• _Passage provided_:
○ ○ ○ ○
Rep. Nicole Malliotakis (R-N.Y.) discussed shortcomings in America’s vaccine safety systems that created confusion, failed to properly inform the American public about vaccine injuries, and deteriorated public trust in vaccine safety during the COVID-19 pandemic.

Rep. Malliotakis: “In your expert opinion, what are the most critical weaknesses in the government’s vaccine safety surveillance systems? What specific steps could the FDA take to reduce reliance on manufacturers and increase transparency to strike a balance between promoting vaccine confidence while allowing space for addressing legitimate concerns openly?

Dr. Gortler: “So the one-word answer is transparency. Period. But it’s not clear to me, you know, when the FDA — the FDA, is imperfect and when they do things that are a little bit shortcoming, I don’t have a problem, you know, speaking up and saying something about it. But when you look at the lack of information, both in the label and the technical documentation of how it’s manufactured, how mRNA shots in particular are evaluated for safety, there’s just too much information missing.”
○ ○ ○ ○
• _Problem set_:
1 - In the vaccine safety passage, why does Dr. Gortler give "transparency" as his one-word answer? Explain in one to three sentences.
2 - Output the part of the vaccine safety passage that opens with the words containing "Rep. Nicole Malliotakis" and closes with "the COVID-19 pandemic.".
3 - Pick up the vaccine safety passage where it stops and continue it.

[Natural language region descriptions]
○ ○ ○ ○
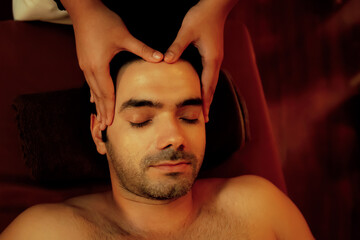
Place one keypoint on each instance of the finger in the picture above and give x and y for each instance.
(142, 50)
(209, 79)
(182, 40)
(102, 90)
(105, 97)
(92, 100)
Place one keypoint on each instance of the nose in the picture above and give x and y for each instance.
(170, 135)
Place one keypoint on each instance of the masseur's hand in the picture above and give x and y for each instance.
(100, 34)
(203, 26)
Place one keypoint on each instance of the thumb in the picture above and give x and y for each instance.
(181, 41)
(142, 50)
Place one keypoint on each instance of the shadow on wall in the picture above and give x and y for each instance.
(308, 54)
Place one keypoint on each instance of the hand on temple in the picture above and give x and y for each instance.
(100, 34)
(203, 26)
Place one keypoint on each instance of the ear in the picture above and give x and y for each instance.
(96, 134)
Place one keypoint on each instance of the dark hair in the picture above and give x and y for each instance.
(190, 55)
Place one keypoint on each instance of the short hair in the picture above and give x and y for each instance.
(190, 55)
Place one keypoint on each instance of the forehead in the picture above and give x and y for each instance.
(157, 81)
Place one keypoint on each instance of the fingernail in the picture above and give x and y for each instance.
(169, 56)
(157, 55)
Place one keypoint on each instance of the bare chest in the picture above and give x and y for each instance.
(211, 225)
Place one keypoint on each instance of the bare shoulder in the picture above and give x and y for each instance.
(44, 221)
(266, 204)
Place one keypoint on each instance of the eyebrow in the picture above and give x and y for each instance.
(190, 102)
(135, 103)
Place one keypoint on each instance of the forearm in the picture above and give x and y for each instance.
(222, 7)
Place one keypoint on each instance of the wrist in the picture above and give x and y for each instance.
(79, 10)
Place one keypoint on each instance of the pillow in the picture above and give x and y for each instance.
(56, 142)
(55, 138)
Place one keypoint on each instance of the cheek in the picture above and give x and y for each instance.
(132, 144)
(197, 141)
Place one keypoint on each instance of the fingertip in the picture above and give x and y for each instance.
(157, 56)
(169, 56)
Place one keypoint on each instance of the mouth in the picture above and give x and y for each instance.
(179, 166)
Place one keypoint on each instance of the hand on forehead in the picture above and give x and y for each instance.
(163, 83)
○ ○ ○ ○
• _Task-by-task outputs_:
1 - He says too much information is missing. That includes information in the label and in the technical documentation on how the shots, especially mRNA shots, are manufactured and evaluated for safety.

2 -
Rep. Nicole Malliotakis (R-N.Y.) discussed shortcomings in America’s vaccine safety systems that created confusion, failed to properly inform the American public about vaccine injuries, and deteriorated public trust in vaccine safety during the COVID-19 pandemic.

3 -
Rep. Marjorie Taylor Greene (R-Ga.) highlighted how healthy Americans were coerced into compliance with unscientific vaccine mandates without a sufficient system in place to monitor injuries or compensate individuals harmed by the mandates.

Rep. Greene: “Nothing creates vaccine hesitancy like ignoring people when they’re reporting problems with vaccines that they’re being mandated and forced to take. Vaccines that they have to take in order to keep their job. Vaccines that they have to take in order to be able to go to restaurants, go into stores, go into public places. Vaccines the doctors are telling them to take, but yet when they’re screaming from the rooftops, something’s wrong with the vaccines, I’m telling you, that creates vaccine hesitancy.

The other problem is, is when you get censored on the internet, or you get permanently banned on social media when you were a victim of a vaccine injury or a doctor trying to report what you were seeing in your patients from vaccines. This chart right here, this represents vaccine reports from all vaccines since 1990. 34 years. This represents reports on the COVID-19 vaccines since December of 2020, less than four years. Something’s wrong with the vaccines. And just because people are walking around, and they’ve been vaccinated, and they’re not reporting a problem, doesn’t mean other people aren’t having problems. And this has been virtually ignored, so much so, not only has it been ignored, it’s also been censored and banned and labeled misinformation.”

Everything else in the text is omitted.